# Exercise details
The line containing "red book spine" marks where to begin; quote it and every line after it through the end of the data, exactly as written.

# The data
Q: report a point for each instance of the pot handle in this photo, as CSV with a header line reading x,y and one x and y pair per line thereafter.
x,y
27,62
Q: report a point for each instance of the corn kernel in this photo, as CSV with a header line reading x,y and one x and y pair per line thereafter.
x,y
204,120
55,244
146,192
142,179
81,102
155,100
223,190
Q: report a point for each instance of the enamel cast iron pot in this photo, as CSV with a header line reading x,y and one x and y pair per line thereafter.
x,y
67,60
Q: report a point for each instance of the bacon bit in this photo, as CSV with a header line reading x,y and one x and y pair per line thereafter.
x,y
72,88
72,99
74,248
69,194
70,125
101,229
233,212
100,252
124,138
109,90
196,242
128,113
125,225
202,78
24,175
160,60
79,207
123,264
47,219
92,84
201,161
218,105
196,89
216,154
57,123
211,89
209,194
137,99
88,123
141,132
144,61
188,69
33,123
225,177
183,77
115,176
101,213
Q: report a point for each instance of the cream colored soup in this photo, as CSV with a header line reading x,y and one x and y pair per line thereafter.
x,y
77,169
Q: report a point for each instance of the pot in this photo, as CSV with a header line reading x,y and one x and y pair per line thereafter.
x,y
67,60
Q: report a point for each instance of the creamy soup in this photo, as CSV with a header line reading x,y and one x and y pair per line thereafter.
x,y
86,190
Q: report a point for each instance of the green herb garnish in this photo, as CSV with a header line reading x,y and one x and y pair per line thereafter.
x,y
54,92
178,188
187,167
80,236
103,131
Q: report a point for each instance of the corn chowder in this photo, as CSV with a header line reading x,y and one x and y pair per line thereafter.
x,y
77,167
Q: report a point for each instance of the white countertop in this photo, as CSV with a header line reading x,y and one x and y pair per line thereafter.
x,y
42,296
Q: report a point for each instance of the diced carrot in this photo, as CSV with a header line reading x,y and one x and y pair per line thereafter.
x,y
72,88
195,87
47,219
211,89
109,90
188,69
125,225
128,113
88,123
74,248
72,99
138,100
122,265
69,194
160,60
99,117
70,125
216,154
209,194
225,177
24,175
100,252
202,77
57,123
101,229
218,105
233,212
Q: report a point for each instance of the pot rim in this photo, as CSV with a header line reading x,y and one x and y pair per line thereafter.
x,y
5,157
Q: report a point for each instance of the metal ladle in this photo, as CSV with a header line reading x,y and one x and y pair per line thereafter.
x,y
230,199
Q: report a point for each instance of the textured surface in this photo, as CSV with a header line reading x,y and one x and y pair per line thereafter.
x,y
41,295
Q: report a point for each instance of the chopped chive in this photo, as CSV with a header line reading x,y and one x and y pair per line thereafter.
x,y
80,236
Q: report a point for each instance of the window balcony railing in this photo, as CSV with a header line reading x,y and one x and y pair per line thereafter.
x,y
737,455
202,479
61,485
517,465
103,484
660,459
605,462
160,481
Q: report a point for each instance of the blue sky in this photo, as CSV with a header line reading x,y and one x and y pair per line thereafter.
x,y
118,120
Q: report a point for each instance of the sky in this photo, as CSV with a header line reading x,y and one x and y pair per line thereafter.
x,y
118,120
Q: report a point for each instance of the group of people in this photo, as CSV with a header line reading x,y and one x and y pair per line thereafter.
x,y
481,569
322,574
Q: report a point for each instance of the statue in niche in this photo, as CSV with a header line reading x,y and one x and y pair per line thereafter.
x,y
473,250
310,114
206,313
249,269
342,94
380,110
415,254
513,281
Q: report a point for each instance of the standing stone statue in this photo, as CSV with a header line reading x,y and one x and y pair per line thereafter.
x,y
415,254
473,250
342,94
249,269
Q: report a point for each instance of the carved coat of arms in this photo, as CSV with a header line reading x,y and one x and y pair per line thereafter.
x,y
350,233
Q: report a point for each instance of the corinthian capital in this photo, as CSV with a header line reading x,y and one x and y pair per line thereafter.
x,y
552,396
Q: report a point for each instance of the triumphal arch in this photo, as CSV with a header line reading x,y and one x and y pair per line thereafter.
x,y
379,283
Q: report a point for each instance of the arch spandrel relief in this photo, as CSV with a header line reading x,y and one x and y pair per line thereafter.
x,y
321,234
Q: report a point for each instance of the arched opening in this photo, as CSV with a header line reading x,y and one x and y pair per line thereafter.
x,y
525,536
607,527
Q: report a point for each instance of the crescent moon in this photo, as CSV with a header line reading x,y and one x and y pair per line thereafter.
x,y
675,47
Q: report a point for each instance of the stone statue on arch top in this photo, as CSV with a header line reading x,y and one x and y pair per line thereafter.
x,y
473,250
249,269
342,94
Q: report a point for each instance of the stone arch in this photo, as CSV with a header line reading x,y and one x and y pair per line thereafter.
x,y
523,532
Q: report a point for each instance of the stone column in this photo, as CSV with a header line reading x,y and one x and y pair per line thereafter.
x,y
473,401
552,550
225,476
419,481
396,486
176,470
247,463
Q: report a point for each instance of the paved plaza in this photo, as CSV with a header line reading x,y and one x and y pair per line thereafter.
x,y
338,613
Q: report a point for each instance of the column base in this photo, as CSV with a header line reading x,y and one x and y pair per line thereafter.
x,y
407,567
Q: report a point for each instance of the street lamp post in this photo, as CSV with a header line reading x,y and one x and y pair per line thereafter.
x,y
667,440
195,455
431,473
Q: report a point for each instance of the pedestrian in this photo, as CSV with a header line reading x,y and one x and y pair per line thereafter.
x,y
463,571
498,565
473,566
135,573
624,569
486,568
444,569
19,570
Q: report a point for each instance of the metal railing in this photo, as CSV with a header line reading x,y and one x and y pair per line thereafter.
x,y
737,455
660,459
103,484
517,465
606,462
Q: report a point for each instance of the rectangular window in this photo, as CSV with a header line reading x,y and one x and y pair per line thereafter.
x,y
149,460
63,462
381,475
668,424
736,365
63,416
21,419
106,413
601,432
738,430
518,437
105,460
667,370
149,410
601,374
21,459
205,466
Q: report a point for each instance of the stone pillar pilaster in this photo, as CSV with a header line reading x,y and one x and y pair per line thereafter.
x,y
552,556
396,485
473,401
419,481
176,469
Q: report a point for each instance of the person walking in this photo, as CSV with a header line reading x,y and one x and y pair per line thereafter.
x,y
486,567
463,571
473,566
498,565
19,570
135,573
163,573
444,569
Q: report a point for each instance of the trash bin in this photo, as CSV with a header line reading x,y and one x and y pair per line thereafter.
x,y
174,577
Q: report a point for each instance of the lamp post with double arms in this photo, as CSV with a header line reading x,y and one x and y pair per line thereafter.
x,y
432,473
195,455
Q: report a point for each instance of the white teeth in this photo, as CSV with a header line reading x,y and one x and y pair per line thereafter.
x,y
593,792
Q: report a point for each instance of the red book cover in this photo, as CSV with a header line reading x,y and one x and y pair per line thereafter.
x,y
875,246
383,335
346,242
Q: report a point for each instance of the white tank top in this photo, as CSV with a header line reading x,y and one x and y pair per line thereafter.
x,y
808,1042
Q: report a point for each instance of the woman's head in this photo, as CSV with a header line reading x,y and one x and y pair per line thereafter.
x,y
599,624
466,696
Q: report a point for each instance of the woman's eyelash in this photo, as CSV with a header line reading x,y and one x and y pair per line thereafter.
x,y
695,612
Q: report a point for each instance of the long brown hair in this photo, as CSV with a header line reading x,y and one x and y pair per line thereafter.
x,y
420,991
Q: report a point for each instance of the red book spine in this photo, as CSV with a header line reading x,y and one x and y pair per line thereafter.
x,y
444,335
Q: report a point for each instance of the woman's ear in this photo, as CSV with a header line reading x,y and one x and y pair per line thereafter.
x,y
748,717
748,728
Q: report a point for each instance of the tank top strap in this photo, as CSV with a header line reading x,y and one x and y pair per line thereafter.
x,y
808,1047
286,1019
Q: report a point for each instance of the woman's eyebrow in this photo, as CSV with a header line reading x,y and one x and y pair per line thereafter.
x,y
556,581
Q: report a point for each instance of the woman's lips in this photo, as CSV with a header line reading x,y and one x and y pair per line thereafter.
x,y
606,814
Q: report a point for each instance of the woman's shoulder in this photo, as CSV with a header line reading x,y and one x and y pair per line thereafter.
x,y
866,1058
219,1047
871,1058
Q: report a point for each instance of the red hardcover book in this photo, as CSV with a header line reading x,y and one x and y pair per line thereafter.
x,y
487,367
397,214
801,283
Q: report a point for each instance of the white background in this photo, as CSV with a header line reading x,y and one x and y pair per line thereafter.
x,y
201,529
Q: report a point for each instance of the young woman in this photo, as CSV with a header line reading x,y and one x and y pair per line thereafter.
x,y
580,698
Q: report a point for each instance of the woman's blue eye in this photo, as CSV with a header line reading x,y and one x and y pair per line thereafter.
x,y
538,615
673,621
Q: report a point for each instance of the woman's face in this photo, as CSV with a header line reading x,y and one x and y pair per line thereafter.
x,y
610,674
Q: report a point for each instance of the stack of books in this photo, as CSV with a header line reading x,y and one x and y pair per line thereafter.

# Exercise answer
Q: report a point for each instance of the red book spine in this photo, as CSV with a header line reading x,y and one x and y pair per line thereafter.
x,y
444,335
Q: report a point for each instance of the woman's ear in this photo, as CSV with a header line reading x,y and one x and y pair per line thereafter.
x,y
748,717
748,728
Q: report a point for each instance of the tank top strap in this photo, as CSV with a header line reading x,y and one x and y pair per line thereafter.
x,y
808,1047
286,1019
Q: report a point for each instance of the woman's eyebrow in this photo, as CSV with a header line reading x,y and one x and y pair per line thereafter.
x,y
556,581
Q: report a point for each instance of the woman's lips in this photo, as CSV with a header line reading x,y and one x and y pair per line thereafter.
x,y
606,814
Q: report a point for each instance of the woman's shoulder in this photo, as CSV with a header line reading x,y and one x and y pair per line thereafter.
x,y
866,1058
219,1047
871,1058
Q: report a point for each instance of the red hardcover book in this photo, as CSV with a header line reading x,y and one x and y pair per line thereafter.
x,y
487,367
397,214
801,283
Q: report a point for each instance of the white background in this photo, as CSV with a header line reading x,y and one x and y pair per line thereafter.
x,y
201,529
Q: report a point for each instance of the young woman in this photo, as CSV with a header line reading x,y and one x and y pair per line thereafter.
x,y
580,698
Q: report a point for each instance of the woman's blue eye in this photo, as CSV with a header line reading x,y and one x and y pair per line thereafter.
x,y
538,615
673,621
Q: report a point for each instance of the woman's face in this photo, as CSV with a header line reading x,y and one x and y pair per line thereafter.
x,y
610,674
Q: report a point for each instance of the stack of books in this photo, as CSV with a header line reading x,y and one x and y pair per line thereafter.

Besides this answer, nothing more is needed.